Werkopdracht 1:
Noem alstublieft alle afkortingen die in de tekst over insuline aspart voorkomen.
Werkopdracht 2:
Welke hulpstof is volgens de tekst over insuline aspart aan Fiasp® toegevoegd?

Brondocument:
◇ ◇ ◇ ◇ ◇

Medicijn

Indicatie

Insuline aspart (Fiasp®) is geregistreerd voor de behandeling van DM1 en DM2 bij kinderen (vanaf 1 jaar) en volwassenen (SmPC, 2021). Deze tekst gaat alleen over de indicatie DM2.

Fiasp® bevat net als Novorapid® insuline aspart. Aan Fiasp® is de hulpstof nicotinamide (vitamine B3) toegevoegd. Dit zorgt voor een versnelde absorptie van insuline, waardoor de werking van Fiasp® 5 minuten eerder intreedt dan van Novorapid®.

Effectiviteit

De medicamenteuze behandeling van DM2 richt zich op regulering van de bloedglucosewaarden. Het doel van de behandeling is verminderen van eventuele klachten en voorkomen of vertragen van micro- en macrovasculaire complicaties en mortaliteit (NHG, 2023).

Wat is het effect op micro- en macrovasculaire uitkomsten en mortaliteit?

◇ ◇ ◇ ◇ ◇

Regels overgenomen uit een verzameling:
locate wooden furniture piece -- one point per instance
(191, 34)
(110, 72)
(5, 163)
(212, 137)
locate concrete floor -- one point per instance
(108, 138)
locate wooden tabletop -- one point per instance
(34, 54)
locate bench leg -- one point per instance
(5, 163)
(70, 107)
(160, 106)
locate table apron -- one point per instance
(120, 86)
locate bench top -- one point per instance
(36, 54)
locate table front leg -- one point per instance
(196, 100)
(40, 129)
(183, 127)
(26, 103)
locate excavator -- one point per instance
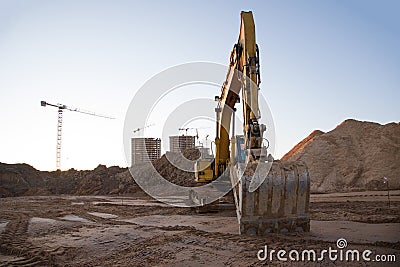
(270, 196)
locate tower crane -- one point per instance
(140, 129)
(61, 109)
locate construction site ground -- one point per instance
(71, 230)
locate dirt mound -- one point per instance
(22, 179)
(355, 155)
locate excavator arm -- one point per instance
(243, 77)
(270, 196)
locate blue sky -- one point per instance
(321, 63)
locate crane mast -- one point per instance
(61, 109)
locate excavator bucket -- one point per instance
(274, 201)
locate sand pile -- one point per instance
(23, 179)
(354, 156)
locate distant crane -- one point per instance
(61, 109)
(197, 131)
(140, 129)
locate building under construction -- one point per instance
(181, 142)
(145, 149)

◇ ◇ ◇ ◇ ◇

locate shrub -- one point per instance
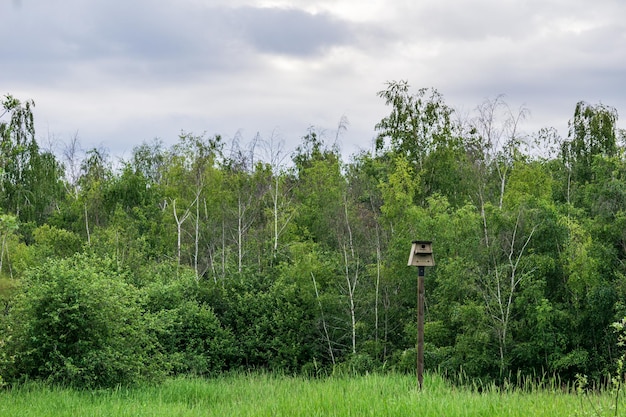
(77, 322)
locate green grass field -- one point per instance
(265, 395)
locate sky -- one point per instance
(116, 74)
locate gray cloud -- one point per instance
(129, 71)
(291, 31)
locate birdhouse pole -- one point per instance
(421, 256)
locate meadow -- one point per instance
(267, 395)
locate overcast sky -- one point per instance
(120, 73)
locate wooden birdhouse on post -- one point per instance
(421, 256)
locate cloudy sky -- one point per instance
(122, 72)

◇ ◇ ◇ ◇ ◇

Antwoord opdracht 1:
DM1, DM2, SmPC, NHG

Antwoord opdracht 2:
Nicotinamide (vitamine B3).